Text extract —

****************************************

Second, we abstract the set of destructive perturbations that an agent can undergo as a viability constraint on its behavioral dynamics. Since it is meaningful to study an agent’s behavior only so long as that agent actually exists, we largely take an agent’s autopoiesis for granted in behavioral and cognitive analyses. However, we must somehow represent in our behavioral description the limitations that autopoiesis imposes on an agent’s interactions, or we will have no way of deciding if a given behavior is adaptive or not. Thus, our second abstraction involves collapsing all perturbations that lead to a loss of identity into a single terminal state that serves as a viability constraint on the agent’s behavior.

****************************************

[Lines from a point labeling set]
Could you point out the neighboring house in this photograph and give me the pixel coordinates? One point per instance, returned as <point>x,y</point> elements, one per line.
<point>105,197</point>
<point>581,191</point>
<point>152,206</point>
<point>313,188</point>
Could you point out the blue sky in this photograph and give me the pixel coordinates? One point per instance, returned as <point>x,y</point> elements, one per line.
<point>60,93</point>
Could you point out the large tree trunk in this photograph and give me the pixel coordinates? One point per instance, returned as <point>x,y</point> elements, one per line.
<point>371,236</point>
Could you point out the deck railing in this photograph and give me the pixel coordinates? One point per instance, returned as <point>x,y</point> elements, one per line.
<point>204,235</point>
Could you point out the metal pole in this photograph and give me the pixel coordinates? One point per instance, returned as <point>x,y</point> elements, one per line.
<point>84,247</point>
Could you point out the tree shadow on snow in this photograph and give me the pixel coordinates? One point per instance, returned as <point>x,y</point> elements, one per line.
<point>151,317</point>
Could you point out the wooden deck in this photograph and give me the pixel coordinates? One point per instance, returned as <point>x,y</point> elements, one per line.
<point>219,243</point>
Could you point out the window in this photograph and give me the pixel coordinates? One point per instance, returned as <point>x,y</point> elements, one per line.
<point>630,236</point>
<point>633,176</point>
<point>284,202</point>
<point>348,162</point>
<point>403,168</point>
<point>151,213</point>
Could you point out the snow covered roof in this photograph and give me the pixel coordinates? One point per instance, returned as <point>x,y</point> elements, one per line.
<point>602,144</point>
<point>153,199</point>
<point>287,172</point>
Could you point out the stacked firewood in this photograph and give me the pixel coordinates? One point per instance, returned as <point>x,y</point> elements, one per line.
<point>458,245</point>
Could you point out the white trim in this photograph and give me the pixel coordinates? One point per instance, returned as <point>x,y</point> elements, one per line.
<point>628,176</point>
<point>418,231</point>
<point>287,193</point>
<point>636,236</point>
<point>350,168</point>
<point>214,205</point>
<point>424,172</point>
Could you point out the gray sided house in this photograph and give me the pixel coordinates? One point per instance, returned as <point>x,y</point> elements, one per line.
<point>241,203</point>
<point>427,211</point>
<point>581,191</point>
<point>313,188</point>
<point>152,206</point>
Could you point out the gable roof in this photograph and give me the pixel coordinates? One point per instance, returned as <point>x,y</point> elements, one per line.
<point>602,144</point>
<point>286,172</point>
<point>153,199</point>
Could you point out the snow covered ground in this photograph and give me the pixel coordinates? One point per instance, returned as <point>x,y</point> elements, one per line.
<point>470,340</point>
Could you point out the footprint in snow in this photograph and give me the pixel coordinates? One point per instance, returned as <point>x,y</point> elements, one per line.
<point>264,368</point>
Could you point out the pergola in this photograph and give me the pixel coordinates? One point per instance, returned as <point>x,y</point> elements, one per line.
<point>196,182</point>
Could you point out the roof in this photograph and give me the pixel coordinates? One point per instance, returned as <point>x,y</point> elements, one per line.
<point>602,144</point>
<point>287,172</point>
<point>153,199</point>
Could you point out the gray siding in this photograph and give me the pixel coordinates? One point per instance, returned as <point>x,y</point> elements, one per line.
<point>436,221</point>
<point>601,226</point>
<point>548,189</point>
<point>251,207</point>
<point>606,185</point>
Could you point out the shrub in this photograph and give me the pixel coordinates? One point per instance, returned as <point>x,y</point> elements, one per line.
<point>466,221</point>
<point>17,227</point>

****************************************

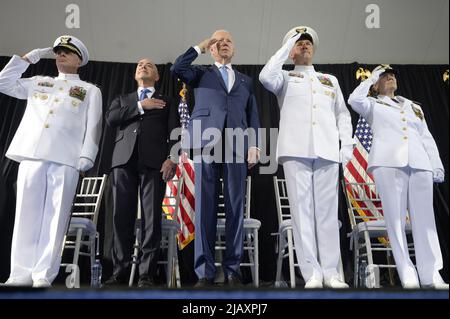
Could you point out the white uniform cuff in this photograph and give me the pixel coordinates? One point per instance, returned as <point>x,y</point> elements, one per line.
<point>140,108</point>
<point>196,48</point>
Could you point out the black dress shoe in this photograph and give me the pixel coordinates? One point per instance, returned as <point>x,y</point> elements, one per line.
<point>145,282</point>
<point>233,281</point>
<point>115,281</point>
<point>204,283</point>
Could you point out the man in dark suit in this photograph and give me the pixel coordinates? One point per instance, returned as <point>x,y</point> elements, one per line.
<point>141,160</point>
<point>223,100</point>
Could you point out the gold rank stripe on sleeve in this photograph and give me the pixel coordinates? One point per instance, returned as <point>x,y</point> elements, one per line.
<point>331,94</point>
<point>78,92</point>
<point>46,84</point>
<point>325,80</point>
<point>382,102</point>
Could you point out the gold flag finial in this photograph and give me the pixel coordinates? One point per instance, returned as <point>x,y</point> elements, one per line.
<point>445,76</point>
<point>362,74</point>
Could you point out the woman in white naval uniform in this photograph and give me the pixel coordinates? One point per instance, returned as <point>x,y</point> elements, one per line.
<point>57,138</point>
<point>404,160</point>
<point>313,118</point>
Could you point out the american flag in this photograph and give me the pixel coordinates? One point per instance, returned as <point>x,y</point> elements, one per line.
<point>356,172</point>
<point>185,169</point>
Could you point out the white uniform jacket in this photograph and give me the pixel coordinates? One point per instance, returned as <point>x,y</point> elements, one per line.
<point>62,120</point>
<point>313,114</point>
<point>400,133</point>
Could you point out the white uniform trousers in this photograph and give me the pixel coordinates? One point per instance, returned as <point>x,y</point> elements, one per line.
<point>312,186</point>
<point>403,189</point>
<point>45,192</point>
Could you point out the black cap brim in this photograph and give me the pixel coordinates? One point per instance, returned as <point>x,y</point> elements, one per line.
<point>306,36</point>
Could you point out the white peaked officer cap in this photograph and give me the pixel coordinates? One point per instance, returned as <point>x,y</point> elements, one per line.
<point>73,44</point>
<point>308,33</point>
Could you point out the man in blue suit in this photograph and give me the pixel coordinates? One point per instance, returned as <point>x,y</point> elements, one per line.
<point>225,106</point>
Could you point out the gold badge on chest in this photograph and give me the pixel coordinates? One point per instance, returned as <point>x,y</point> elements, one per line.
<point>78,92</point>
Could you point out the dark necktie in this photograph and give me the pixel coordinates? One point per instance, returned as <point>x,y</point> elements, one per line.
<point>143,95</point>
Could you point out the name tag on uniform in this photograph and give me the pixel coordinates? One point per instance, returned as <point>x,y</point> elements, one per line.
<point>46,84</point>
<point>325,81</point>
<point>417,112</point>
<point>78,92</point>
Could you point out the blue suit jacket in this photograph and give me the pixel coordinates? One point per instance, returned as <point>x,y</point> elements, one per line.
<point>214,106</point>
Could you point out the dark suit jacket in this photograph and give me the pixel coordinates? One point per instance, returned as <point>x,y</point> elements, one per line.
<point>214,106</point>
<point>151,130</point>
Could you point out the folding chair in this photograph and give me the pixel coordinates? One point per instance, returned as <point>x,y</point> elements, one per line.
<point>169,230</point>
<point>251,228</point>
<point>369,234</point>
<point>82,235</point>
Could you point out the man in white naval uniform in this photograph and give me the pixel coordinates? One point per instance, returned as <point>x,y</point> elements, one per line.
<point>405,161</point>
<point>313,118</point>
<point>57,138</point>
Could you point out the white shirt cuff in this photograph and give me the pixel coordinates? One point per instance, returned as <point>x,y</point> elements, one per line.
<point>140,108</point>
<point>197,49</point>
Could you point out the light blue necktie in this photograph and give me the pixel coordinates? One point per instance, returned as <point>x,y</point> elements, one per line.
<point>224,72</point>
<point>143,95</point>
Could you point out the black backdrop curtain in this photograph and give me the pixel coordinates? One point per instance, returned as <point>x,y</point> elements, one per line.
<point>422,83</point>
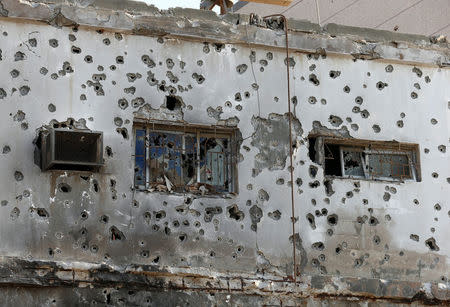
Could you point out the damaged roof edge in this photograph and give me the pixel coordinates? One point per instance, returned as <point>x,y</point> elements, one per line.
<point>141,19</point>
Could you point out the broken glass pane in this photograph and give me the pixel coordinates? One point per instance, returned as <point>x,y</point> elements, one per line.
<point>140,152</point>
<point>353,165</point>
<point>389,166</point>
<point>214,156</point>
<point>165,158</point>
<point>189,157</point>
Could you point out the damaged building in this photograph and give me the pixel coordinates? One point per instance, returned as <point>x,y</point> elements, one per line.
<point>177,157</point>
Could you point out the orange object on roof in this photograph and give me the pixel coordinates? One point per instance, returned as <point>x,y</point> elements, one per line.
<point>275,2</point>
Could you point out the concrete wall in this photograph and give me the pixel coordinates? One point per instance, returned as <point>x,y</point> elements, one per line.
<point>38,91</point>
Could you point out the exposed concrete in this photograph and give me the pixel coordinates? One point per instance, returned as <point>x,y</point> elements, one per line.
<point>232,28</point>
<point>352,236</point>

****************************************

Can you reproduce the autopoiesis passage word for word, from "Second, we abstract" to "the agent’s behavior."?

Complete response —
Second, we abstract the set of destructive perturbations that an agent can undergo as a viability constraint on its behavioral dynamics. Since it is meaningful to study an agent’s behavior only so long as that agent actually exists, we largely take an agent’s autopoiesis for granted in behavioral and cognitive analyses. However, we must somehow represent in our behavioral description the limitations that autopoiesis imposes on an agent’s interactions, or we will have no way of deciding if a given behavior is adaptive or not. Thus, our second abstraction involves collapsing all perturbations that lead to a loss of identity into a single terminal state that serves as a viability constraint on the agent’s behavior.